# Material shown
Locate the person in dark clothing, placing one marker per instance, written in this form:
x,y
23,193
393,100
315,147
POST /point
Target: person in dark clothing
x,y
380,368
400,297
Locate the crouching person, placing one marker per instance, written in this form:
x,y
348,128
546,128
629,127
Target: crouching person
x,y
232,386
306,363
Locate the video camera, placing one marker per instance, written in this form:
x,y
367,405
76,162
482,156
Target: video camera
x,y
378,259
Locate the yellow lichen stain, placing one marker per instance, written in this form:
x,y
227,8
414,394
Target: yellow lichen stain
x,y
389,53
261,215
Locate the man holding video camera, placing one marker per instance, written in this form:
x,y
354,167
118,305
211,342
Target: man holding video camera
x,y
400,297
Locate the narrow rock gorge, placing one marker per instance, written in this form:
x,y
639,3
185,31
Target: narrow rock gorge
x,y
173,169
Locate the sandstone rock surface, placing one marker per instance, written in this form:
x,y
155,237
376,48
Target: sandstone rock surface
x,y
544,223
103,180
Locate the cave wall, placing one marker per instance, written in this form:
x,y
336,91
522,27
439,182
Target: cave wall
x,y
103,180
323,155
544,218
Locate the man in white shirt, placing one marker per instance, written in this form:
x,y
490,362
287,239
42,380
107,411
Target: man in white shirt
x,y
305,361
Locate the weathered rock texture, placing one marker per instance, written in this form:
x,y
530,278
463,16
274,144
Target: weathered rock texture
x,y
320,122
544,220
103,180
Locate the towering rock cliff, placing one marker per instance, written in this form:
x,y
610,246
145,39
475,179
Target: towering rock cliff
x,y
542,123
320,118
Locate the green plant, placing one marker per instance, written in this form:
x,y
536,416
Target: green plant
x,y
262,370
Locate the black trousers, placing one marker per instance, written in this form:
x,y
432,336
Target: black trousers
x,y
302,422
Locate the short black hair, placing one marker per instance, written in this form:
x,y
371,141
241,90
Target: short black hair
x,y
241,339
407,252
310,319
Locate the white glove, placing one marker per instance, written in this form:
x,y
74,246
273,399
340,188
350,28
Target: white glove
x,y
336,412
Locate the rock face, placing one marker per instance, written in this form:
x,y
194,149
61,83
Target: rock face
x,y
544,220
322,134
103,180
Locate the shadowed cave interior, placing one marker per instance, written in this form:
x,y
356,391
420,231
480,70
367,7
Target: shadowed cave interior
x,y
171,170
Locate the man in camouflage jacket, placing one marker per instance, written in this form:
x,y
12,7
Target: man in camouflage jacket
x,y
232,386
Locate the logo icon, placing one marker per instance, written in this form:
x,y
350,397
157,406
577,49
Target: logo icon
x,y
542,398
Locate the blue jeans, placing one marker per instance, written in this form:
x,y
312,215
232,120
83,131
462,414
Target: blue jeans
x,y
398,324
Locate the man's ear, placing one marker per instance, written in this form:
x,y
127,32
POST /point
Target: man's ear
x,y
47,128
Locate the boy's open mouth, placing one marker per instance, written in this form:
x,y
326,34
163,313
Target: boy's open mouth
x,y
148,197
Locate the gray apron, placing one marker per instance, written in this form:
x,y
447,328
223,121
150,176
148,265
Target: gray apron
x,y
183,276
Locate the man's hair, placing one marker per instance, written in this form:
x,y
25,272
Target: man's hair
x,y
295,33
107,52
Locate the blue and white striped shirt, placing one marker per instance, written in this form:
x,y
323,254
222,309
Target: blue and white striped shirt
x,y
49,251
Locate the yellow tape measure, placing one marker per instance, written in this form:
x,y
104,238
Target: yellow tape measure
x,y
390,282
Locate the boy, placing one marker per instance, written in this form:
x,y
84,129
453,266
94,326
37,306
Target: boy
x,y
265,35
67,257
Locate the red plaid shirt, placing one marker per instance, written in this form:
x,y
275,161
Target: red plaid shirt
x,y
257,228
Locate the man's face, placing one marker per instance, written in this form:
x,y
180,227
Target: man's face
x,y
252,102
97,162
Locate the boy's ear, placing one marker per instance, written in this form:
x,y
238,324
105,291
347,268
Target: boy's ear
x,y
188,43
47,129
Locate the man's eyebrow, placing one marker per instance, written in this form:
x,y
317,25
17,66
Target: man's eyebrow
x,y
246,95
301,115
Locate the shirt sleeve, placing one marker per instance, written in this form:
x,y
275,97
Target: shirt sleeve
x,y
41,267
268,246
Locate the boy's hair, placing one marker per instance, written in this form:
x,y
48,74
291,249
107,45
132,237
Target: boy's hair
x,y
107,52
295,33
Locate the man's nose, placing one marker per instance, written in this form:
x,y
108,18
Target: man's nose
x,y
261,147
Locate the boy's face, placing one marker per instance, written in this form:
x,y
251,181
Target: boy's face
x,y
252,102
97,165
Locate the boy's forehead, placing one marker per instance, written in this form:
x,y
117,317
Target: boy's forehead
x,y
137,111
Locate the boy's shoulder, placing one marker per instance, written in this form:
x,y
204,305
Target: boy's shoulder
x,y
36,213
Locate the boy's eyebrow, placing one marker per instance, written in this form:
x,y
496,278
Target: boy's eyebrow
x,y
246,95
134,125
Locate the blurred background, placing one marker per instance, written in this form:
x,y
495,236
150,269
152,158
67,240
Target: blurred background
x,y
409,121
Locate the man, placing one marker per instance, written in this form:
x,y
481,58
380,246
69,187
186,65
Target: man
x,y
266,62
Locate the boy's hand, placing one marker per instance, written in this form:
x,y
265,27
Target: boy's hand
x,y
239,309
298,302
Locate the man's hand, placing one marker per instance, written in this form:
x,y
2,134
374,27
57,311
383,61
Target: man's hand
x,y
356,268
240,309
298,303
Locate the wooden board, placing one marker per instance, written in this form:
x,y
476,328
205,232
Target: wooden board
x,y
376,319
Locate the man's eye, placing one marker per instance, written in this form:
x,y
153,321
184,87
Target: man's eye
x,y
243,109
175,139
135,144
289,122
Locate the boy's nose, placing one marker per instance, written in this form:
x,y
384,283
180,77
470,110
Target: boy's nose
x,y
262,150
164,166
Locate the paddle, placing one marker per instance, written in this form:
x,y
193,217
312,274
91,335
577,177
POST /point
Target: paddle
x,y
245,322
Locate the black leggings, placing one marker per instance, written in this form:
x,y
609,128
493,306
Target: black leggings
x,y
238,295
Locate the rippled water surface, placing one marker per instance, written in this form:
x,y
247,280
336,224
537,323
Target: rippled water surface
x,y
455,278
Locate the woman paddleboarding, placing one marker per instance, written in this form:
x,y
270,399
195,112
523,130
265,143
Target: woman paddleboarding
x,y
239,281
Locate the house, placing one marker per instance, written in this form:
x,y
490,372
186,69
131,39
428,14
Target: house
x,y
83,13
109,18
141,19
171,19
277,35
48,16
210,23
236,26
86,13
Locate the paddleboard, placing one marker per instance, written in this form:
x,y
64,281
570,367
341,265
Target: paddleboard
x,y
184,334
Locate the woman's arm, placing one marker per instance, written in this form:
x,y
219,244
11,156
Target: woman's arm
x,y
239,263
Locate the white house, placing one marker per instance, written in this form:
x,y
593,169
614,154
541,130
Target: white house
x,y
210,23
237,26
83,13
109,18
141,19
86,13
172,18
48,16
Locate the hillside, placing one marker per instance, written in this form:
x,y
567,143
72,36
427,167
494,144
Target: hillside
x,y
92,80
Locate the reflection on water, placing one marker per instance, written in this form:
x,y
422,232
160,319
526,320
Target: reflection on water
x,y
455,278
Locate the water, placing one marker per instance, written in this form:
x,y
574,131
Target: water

# Exercise objective
Print all the data above word for word.

# Response box
Locate the person in dark clothing, placing one marker per instance, written in this form:
x,y
23,193
393,100
315,147
POST /point
Target: person in dark clothing
x,y
380,368
400,297
Locate the crouching person, placing one marker per instance, written in this form:
x,y
348,128
546,128
629,127
Target: crouching person
x,y
232,386
306,363
Locate the video camera, placing one marker per instance, written in this form:
x,y
367,405
76,162
482,156
Target: video camera
x,y
378,259
Locate the yellow lichen stain, placing one marker per instance, written in this form:
x,y
227,8
414,394
Target: yellow lichen stain
x,y
389,53
261,215
Locate the man holding video camera, placing one marker per instance, written in this form:
x,y
354,167
118,305
211,342
Target: man holding video camera
x,y
400,297
Locate the narrow rock gorge, placing one marker per instance, written in this form:
x,y
639,3
185,31
Target: narrow rock gorge
x,y
173,169
Locate the sandstone rock surface, placing one marker per instance, written in this form:
x,y
155,237
376,48
Target: sandstone rock surface
x,y
544,223
103,180
Locate the cave wall, placing one marker per instance, written in this form:
x,y
336,91
522,27
439,182
Target: cave wall
x,y
103,180
323,155
544,218
Locate the man in white shirt, placing one marker per instance, written in this form:
x,y
490,362
287,239
42,380
107,411
Target: man in white shirt
x,y
305,361
Locate the weathered rock texture, placing one marker per instance, written in this form:
x,y
530,278
463,16
274,144
Target: weathered rock texture
x,y
320,122
544,220
103,180
Locate the towering rock cliff, placing one marker per instance, written in this form:
x,y
610,246
145,39
475,179
Target: towering rock cliff
x,y
542,123
320,118
Locate the green plant, placing one marker per instance, written in this form:
x,y
536,416
Target: green plant
x,y
262,370
Locate the black trousers, placing one marker per instance, written in this form:
x,y
432,336
Target: black trousers
x,y
302,422
Locate the short black hair, placing one marker per instance, written in this form:
x,y
371,141
241,90
Target: short black hair
x,y
241,339
407,252
310,319
Locate the white glove, placing one marker per instance, written in this form:
x,y
74,246
273,399
340,188
350,28
Target: white glove
x,y
336,412
Locate the rock face, placing one marker per instance, written in this form:
x,y
194,149
61,83
Target: rock face
x,y
544,220
322,134
103,180
Locate the shadowed cave interior, placing one marker per instance, written in this form:
x,y
356,391
420,231
480,70
367,7
Target: shadowed cave interior
x,y
171,170
Locate the man in camouflage jacket, placing one marker per instance, written in this form:
x,y
12,7
Target: man in camouflage jacket
x,y
232,386
Locate the logo icon, placing one marker per instance, written in this form:
x,y
350,397
157,406
577,49
Target: logo icon
x,y
542,398
Locate the blue jeans, placing one marker per instance, written in this form:
x,y
312,215
232,120
83,131
462,414
Target: blue jeans
x,y
398,324
Locate the man's ear, placing one marker per instance, written in this form:
x,y
127,32
POST /point
Target: man's ear
x,y
47,128
Locate the boy's open mouth, placing one marker per instance, written in this form:
x,y
326,34
163,313
Target: boy's open mouth
x,y
148,197
Locate the gray apron, placing one marker per instance, written in this form:
x,y
447,328
223,121
150,176
148,265
Target: gray apron
x,y
183,276
Locate the man's hair, placing one marker per instance, written in this form:
x,y
25,272
Target: man's hair
x,y
295,33
107,52
Locate the blue and white striped shirt, placing one marker per instance, written in this form:
x,y
323,254
222,309
Target: blue and white striped shirt
x,y
49,251
Locate the yellow tape measure, placing one marker per instance, written in this form:
x,y
104,238
Target: yellow tape measure
x,y
390,282
Locate the boy, placing one marker per instance, written in this form:
x,y
84,129
453,266
94,326
37,306
Target: boy
x,y
265,35
67,257
Locate the red plaid shirt, placing one marker per instance, written in this form:
x,y
275,161
Target: red plaid shirt
x,y
257,228
Locate the man's face, placing one marker per instance, written in this form:
x,y
180,227
Target: man's face
x,y
252,102
97,162
Locate the boy's ear, placing one marker per instance, written in this form:
x,y
238,324
105,291
347,268
Target: boy's ear
x,y
188,43
47,129
Locate the man's eyebrow, placing one marker per instance, written in this form:
x,y
317,25
17,66
Target: man's eyebrow
x,y
246,95
301,115
Locate the shirt sleeve, placing one marker per instance, written in this form:
x,y
275,97
Target: shirt sleeve
x,y
41,267
268,246
Locate the boy's hair, placing one marker per instance, written in this form:
x,y
48,74
291,249
107,45
132,237
Target: boy's hair
x,y
107,52
295,33
Locate the man's nose, placing one marker per instance, written in this form:
x,y
108,18
Target: man's nose
x,y
261,147
Locate the boy's face, placing one marker per instance, written in this form:
x,y
251,181
Target: boy's face
x,y
252,102
97,165
Locate the boy's forehead, placing one marker per instance, written in this form:
x,y
117,317
Target: boy's forehead
x,y
137,111
Locate the boy's shoulder, placing one marker per instance, written in this form:
x,y
204,305
Target: boy's shoulder
x,y
36,213
Locate the boy's eyebrow, placing one marker per instance, written in this form:
x,y
496,278
Target: boy's eyebrow
x,y
246,95
134,125
Locate the blurred background, placing one marker per instance, written in this form:
x,y
495,236
150,269
152,158
67,240
Target: blurred background
x,y
409,121
Locate the man, placing one marker per instance, written in this form:
x,y
481,58
380,246
69,187
186,65
Target: man
x,y
266,62
Locate the boy's hand, placing one marker per instance, written in this form:
x,y
265,27
Target: boy's hand
x,y
239,309
298,302
Locate the man's hand, placing one marker per instance, written in this form:
x,y
2,134
374,27
57,311
383,61
Target: man's hand
x,y
356,268
240,309
298,303
Locate the wooden board, placing one marker per instance, written in this form:
x,y
476,328
205,232
Target: wooden board
x,y
376,319
Locate the man's eye, placing one marker per instance, written in this form:
x,y
153,321
184,87
Target: man's eye
x,y
243,109
175,139
135,144
289,122
Locate the boy's nose, placing one marker per instance, written in this form:
x,y
384,283
180,77
470,110
Target: boy's nose
x,y
262,150
164,166
Locate the paddle, placing one marker per instance, written in this form:
x,y
193,217
312,274
91,335
577,177
POST /point
Target: paddle
x,y
245,322
Locate the black leggings, placing one marker per instance, written in this form:
x,y
609,128
493,306
Target: black leggings
x,y
238,295
Locate the rippled water surface, placing one marker per instance, written in this form:
x,y
247,280
336,224
537,323
Target: rippled water surface
x,y
455,278
Locate the woman paddleboarding, placing one marker per instance, written in this form:
x,y
270,399
195,112
523,130
265,143
Target: woman paddleboarding
x,y
239,281
Locate the house, placing one marker per instance, written in this form:
x,y
490,372
186,69
131,39
428,14
Target: house
x,y
83,13
109,18
141,19
171,19
277,35
48,16
210,23
236,26
86,13
Locate the paddleboard, placing one marker per instance, written in this form:
x,y
64,281
570,367
341,265
Target: paddleboard
x,y
184,334
Locate the woman's arm, placing one marker per instance, written in this form:
x,y
219,244
11,156
Target: woman's arm
x,y
239,263
Locate the white house, placing one marker per instance, written in this form:
x,y
593,169
614,154
541,130
Target: white house
x,y
210,23
237,26
83,13
109,18
141,19
86,13
172,18
48,16
Locate the hillside, placing one marker per instance, written in this form:
x,y
567,143
72,36
427,167
494,144
Target: hillside
x,y
92,80
Locate the reflection on water, placing one marker per instance, written in this form:
x,y
422,232
160,319
526,320
Target: reflection on water
x,y
455,278
Locate the water, placing one marker per instance, written in this form:
x,y
574,131
Target: water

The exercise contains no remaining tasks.